WHAT IS EXPECTED :: Pull out each line below that contains the string "crossing". Uppercase and lowercase letters count as different.
-- start PROVIDED DATA --
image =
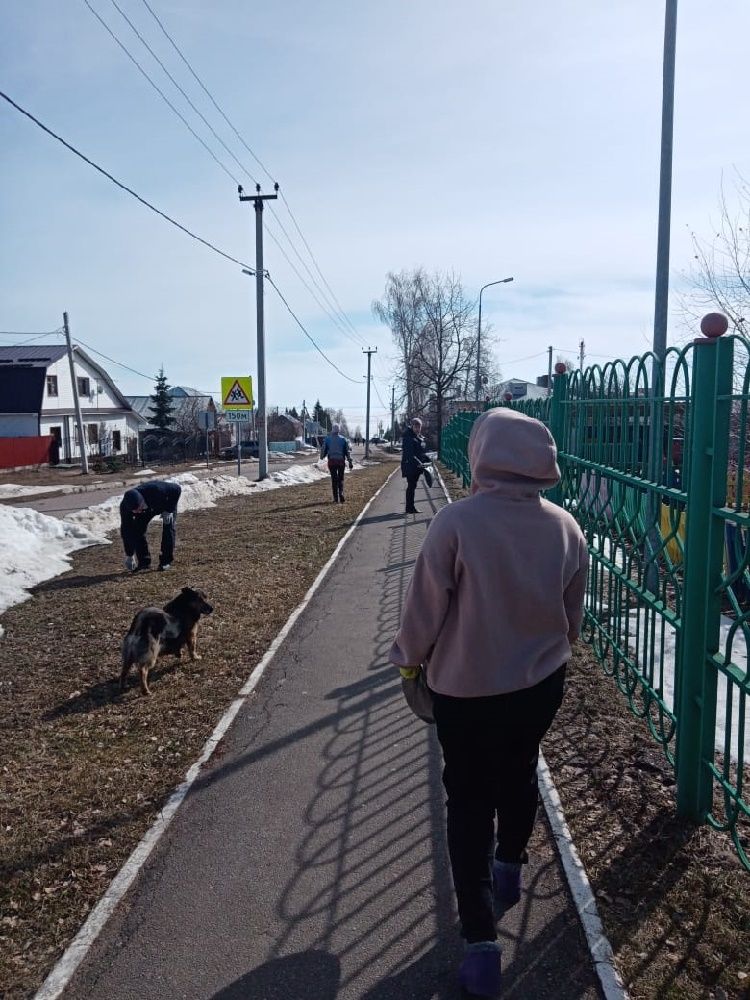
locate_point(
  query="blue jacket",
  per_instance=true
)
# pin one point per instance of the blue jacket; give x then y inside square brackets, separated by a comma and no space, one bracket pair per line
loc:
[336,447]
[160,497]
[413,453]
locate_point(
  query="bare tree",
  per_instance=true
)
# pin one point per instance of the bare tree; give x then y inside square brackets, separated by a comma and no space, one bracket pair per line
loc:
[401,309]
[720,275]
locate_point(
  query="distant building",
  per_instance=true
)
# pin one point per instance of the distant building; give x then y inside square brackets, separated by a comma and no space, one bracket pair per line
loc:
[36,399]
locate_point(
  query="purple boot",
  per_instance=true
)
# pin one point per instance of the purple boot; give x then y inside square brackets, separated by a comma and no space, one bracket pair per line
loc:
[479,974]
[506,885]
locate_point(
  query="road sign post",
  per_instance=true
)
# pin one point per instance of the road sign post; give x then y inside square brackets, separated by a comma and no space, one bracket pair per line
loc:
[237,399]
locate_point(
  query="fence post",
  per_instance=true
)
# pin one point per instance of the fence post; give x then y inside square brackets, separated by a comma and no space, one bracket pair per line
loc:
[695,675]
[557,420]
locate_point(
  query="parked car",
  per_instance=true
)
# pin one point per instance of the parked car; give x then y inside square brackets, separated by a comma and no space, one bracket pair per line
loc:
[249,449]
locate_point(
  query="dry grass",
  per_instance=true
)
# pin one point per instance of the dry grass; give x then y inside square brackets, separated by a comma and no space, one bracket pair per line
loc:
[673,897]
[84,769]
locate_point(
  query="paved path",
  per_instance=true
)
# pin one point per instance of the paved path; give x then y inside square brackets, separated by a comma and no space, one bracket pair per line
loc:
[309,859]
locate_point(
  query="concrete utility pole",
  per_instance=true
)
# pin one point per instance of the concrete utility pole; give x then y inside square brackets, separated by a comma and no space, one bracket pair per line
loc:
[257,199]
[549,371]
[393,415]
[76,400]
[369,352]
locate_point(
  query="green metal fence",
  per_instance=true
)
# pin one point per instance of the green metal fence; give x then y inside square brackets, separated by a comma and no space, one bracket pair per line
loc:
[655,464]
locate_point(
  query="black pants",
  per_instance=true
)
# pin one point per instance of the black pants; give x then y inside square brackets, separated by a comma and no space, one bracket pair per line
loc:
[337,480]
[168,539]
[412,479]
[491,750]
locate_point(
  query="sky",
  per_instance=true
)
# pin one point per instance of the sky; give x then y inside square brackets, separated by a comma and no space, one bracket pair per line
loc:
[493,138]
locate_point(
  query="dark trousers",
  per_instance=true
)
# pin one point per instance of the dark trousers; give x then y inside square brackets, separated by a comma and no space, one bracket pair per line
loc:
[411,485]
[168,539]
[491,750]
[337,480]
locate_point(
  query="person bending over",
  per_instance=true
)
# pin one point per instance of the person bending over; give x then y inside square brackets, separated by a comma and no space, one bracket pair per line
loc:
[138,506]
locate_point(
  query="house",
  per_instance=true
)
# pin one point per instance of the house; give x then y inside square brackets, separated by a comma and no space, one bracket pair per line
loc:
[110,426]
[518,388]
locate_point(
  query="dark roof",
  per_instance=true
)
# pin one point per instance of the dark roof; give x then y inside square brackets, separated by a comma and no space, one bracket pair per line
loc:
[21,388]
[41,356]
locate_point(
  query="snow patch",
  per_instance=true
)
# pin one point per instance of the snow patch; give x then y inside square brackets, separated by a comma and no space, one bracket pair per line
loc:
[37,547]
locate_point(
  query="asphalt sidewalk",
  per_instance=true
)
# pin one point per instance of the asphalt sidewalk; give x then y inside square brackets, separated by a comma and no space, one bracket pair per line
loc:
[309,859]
-- end PROVIDED DATA --
-- start PROVIDED DATA --
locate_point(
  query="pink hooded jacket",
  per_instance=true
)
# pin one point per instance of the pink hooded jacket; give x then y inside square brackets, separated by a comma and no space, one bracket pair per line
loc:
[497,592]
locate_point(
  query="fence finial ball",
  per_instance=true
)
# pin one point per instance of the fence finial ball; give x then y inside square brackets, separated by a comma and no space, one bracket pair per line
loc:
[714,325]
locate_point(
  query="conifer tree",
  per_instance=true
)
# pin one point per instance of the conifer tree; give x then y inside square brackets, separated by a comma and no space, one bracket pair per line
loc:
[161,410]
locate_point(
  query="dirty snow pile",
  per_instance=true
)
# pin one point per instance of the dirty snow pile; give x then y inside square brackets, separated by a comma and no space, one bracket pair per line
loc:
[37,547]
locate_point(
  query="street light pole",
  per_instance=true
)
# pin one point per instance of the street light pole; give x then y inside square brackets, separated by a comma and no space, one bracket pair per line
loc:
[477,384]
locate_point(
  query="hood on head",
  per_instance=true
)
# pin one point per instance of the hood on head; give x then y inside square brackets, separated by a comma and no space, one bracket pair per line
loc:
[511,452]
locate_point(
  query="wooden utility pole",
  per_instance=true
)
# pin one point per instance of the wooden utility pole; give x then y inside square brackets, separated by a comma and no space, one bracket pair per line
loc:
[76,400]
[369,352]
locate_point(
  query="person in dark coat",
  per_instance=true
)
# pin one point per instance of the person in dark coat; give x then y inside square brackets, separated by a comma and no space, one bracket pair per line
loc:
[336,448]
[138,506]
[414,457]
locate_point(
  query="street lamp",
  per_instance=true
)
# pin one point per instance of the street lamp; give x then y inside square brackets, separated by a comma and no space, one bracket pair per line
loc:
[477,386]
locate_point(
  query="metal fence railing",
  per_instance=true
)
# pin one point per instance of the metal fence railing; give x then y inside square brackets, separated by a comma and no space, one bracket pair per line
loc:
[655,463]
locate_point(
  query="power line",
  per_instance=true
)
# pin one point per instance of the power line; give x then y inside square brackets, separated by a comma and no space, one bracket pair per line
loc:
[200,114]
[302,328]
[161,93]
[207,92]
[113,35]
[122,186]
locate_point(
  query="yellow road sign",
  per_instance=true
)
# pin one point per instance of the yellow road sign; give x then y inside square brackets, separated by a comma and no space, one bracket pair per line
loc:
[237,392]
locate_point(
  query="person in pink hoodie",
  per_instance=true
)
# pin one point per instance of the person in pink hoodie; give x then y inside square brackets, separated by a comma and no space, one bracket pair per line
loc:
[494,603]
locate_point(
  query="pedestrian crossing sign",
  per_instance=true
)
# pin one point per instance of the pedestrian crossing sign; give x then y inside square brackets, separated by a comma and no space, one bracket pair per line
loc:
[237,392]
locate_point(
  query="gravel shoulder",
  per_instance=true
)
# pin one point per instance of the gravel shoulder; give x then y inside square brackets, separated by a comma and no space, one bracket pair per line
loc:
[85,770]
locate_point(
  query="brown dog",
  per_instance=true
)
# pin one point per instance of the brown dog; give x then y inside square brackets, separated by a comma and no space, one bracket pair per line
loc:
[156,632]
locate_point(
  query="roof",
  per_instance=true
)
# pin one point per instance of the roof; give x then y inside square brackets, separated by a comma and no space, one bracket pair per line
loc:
-- end PROVIDED DATA --
RESPONSE FOR THIS EXERCISE ::
  query="pedestrian crossing sign",
# pin one point per instance of the pedestrian crossing sign; give x then y inside square brackets, separated by a comma and no space, one bracket pair per line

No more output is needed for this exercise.